## Consigne:
Répondez d'après la brève.
1. Par quels spécialistes ceux de la sécurité aérienne ont-ils été remplacés sur les plateaux de l'info continue ?
2. Qui a raconté dans le détail l'acte du copilote lors d'une conférence de presse ?
3. Quel est le nom du copilote de l'A320 ?

Tableaux de bord et âme humaine
Brève

Tableaux de bord et âme humaine

Une sorte de grand remplacement télévisé : en un instant, les spécialistes de l'âme humaine

remplacèrent sur les plateaux de l'info continue ceux de la sécurité aérienne. L'instant d'avant, on parlait cockpits, trajectoires, météo, on calculait en milliers de pieds, on faisait du rase-mottes sur les tableaux de bord. Dès que le procureur de Marseille eût raconté dans le détail, dans une conférence de presse-happening assez inédite dans les annales de la communication judiciaire, l'acte fou du copilote de l'A320 Andreas Lubitz, confirmant les fuites dans la presse le matin même, le Suicide s'installa en maître sur les plateaux, avec sa longue traine d'éternelles questions sans réponses. "Professeur Machin, vous êtes chef du service psychiatrique de l'hôpital Bidule, est-il fréquent qu'un suicidaire entraîne avec lui cent cinquante personnes ?"

## Données brutes:
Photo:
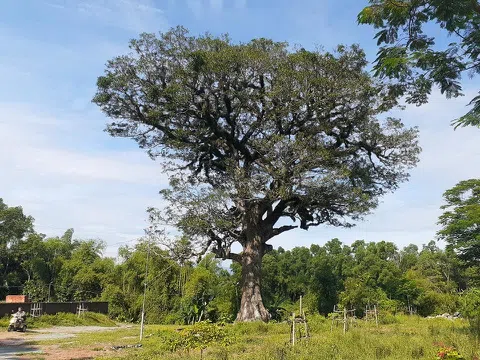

## Exercice corrigé:
1. Par les spécialistes de l'âme humaine.
2. Le procureur de Marseille.
3. Andreas Lubitz.